* [To be done]
Collect every line in the rows below that contains the string "segment". Case counts.

╭─ Excerpted data

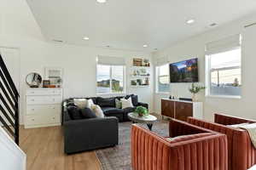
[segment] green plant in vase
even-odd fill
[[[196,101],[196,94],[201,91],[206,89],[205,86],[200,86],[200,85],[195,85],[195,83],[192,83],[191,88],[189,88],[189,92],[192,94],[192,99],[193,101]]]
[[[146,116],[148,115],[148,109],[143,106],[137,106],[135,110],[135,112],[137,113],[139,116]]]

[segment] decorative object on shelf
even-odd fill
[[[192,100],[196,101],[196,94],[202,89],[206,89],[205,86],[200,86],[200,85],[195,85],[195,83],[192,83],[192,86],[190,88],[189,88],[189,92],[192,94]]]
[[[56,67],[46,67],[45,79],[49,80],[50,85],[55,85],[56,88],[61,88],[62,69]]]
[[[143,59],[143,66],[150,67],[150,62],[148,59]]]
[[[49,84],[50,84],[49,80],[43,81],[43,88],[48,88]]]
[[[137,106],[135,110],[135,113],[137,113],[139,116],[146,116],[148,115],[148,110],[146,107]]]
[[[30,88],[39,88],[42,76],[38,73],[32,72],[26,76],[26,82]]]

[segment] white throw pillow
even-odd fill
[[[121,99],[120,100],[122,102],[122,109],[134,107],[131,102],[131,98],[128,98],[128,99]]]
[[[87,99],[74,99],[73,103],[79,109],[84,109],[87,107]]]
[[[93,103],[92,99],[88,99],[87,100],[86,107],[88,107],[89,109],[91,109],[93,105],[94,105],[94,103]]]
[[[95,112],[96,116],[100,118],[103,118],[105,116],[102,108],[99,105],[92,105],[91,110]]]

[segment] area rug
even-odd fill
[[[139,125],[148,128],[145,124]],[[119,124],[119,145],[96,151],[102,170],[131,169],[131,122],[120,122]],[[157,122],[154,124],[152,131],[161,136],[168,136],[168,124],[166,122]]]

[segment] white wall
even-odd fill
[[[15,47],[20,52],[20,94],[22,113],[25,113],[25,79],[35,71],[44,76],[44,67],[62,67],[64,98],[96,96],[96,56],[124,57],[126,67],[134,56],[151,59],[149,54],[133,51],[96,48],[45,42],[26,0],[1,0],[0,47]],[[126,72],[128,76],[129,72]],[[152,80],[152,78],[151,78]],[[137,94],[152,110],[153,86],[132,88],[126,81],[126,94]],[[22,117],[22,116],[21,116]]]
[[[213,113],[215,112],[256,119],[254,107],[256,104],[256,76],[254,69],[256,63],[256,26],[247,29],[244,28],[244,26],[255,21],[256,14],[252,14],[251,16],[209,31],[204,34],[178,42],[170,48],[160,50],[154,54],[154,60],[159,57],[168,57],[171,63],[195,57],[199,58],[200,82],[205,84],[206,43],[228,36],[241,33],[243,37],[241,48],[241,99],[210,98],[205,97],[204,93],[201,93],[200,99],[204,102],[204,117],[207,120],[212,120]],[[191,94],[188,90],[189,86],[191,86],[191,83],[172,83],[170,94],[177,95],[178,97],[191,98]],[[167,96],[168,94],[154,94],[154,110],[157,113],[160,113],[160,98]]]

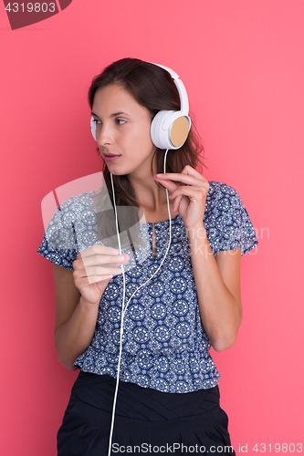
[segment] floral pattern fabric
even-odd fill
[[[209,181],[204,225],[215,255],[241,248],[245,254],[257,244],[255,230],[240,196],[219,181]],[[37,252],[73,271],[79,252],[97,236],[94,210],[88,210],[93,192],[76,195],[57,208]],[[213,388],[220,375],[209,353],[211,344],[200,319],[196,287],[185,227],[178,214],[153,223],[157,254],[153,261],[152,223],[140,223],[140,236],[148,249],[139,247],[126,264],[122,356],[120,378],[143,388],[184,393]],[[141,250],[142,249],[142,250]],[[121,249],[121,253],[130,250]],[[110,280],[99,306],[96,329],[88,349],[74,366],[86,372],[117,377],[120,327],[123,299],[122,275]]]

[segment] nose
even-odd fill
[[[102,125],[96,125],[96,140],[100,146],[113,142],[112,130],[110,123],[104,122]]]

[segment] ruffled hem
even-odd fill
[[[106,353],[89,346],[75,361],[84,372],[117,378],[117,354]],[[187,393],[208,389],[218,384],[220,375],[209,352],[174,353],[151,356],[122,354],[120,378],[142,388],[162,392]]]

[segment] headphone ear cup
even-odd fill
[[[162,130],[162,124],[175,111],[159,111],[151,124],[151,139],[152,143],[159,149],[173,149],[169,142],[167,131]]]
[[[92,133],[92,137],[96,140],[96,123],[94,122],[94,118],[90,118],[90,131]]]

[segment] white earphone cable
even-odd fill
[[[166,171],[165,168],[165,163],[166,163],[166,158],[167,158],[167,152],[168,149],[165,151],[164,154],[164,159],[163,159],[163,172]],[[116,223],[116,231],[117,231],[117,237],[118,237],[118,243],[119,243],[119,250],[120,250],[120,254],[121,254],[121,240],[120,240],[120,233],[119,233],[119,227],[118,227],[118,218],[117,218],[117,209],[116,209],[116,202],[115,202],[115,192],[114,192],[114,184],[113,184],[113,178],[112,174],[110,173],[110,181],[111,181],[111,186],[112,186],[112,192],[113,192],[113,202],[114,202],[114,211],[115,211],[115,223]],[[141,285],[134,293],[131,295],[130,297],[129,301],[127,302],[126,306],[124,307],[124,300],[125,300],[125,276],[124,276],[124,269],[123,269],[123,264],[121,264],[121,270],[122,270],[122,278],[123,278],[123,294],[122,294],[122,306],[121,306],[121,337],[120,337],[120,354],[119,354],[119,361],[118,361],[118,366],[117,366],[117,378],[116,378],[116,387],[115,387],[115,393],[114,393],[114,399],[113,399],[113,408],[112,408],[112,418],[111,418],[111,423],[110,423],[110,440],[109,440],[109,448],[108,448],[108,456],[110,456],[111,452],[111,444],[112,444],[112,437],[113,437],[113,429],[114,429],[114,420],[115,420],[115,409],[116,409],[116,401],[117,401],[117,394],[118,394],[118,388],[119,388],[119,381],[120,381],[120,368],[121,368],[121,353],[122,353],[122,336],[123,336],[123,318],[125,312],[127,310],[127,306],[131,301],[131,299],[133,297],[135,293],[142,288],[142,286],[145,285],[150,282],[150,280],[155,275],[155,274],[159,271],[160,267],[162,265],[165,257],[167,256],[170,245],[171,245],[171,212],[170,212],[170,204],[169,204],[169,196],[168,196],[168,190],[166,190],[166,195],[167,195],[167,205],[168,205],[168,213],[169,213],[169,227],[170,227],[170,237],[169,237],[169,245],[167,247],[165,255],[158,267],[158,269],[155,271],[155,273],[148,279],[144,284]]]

╰─

* [Written reply]
[segment] green plant in vase
[segment] decorative object on shelf
[segment] white throw pillow
[segment] area rug
[segment] white wall
[segment] floral pattern fabric
[segment] nose
[segment] ruffled hem
[segment] headphone ear cup
[segment] white earphone cable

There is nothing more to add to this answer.